• **Reading passage**
Monday, November 6, 2023

Linear Regression and Regularization

Types of Algorithms

  • Parametric algorithm (Linear model)
    • Based on a mathematical model that defines the relationship between inputs and outputs
    • Fixed and pre-determined set of parameters and coefficients
    • Can learn quickly
    • Can be too simple for real world - prone to underfitting
  • Non-Parametric algorithm
    • Does not make assumptions about relationship b/w input and output ahead of building a model
    • Flexible and adapts well to non-linear data relationships
    • Performs better than linear
    • Requires more data to train; prone to overfitting

Linear Regression

  • Linear relations b/w features and targets (input and the output that we are looking to predict), defined by set of coefficients
  • Simple, easy to interpret and see the relationship between inputs and outputs
  • Yet is a basis for many more complex models
  • Example: Home Price = # of Bedroom
  • Y = W0 + W1*X; W0 is Bias;  W1 is Coefficient/weight
  • Multiple Linear regression
    • y = W0 + W1*X1 + W2*X2 +…+Wp*Xp
    • Additional W's - ex: House Size; Location, etc.

• **What you are asked to do**
Please pick up the linear regression notes after their last line and continue them in the same bulleted style.

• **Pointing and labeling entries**
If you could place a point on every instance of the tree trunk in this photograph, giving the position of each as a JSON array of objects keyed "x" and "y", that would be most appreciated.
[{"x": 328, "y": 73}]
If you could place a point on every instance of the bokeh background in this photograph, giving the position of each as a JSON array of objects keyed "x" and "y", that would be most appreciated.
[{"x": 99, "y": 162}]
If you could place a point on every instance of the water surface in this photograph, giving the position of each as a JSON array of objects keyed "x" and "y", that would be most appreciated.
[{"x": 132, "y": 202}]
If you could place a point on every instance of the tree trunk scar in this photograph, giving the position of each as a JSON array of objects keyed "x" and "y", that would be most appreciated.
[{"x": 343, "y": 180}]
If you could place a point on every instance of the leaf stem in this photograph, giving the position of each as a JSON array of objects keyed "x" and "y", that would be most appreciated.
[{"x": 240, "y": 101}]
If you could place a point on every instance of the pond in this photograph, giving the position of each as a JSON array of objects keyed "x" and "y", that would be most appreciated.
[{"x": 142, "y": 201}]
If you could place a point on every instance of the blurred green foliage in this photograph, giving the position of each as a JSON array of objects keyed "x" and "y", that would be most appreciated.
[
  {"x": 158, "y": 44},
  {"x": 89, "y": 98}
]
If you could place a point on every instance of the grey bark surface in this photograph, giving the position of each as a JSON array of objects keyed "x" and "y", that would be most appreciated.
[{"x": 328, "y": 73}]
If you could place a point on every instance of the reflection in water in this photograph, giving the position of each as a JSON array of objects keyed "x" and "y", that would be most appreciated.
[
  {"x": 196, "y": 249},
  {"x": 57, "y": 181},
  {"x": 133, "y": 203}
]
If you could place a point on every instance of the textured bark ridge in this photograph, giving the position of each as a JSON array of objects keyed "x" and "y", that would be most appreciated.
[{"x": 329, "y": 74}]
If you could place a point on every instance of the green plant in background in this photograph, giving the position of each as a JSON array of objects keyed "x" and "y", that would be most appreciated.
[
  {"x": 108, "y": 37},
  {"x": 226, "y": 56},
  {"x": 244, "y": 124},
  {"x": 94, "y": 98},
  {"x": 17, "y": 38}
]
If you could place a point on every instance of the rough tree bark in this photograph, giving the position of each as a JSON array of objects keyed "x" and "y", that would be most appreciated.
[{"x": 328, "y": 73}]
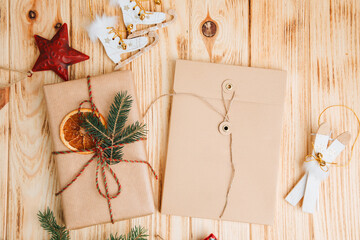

• **The output**
  • Total Error of a Model
    • SSE - Cost function
      • Sum of Squared Errors - (Sum of Predictions minus Actuals) squared
    • The goal is to minimize it

Polynomial Regression

  • Non-linear relationships can be modeled as well
  • Ex: use a non-linear function to create a feature, x=X or log(x); then use it as input

Regularization

  • When a complex model does not predict well on new data
    • Add a penalty factor to the cost function to penalize feature complexity
    • This would reduce the complexity in the model and decrease the probability of overfitting thus helping the model performance
    • I.e. a coefficient per feature - the more features there are the more coefficients are added to the penalty function, which wight on the overall regression cost
    • Use another variable, lamba, to multiply the sum up the coefficients - this controls the severity of the punishment
    • Penalty factor
      • LASSO regression
        • Penalty factor is the sum of the absolute value of the coefficients, multiplied by lambda
        • Reduces the coefficients of irrelevant features to 0
        • Suitable for a simpler and more inheritable model
      • Ridge regression
        • Penalty factor is the sum of the coefficients squared, multiplied by lambda
        • Reduces them close to 0 but does not completely remove them
        • Suitable when there is complex relationship of target to many features with collinearity/correlation

Logistic Regression

  • Mainly used for classification tasks
  • Linear regression is not the best solution when an outcome of 0 or 1 is required
  • Linear regression produces an actual prediction value, not 1 or 0
  • Solution option - predict probability of p(y=1)
  • Use logistics/sigmoid function - the input for this would be the output of the linear model
  • The output of the sigmoid would be between 0 and 1; this can then be interpreted as the probability of either 0 or 1
  • Gradient descent - "an iterative first-order optimization algorithm, used to find a local minimum/maximum of a given function."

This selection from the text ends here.